Copy every entry exactly.

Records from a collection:

- - - - -

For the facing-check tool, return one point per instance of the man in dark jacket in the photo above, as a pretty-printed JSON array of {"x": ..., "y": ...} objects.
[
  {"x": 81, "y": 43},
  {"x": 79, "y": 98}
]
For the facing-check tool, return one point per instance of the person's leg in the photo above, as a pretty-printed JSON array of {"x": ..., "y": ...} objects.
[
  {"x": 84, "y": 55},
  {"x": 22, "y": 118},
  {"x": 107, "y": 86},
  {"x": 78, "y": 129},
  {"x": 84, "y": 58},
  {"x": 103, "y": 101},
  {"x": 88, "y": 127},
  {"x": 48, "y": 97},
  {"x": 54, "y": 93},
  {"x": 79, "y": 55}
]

- - - - -

▶ Completed task
For the facing-check tool, return one point per instance of the man in dark jacket in the photo above, as a pretty-printed JSON array of {"x": ..., "y": ...} objects.
[
  {"x": 81, "y": 43},
  {"x": 79, "y": 98}
]
For the facing-check tool, return one point per instance of the person's leg in the photo above, as a pretty-printed JSON array of {"x": ..., "y": ...} objects.
[
  {"x": 84, "y": 55},
  {"x": 22, "y": 118},
  {"x": 107, "y": 86},
  {"x": 78, "y": 129},
  {"x": 84, "y": 58},
  {"x": 103, "y": 101},
  {"x": 88, "y": 127},
  {"x": 48, "y": 97},
  {"x": 54, "y": 93},
  {"x": 79, "y": 55}
]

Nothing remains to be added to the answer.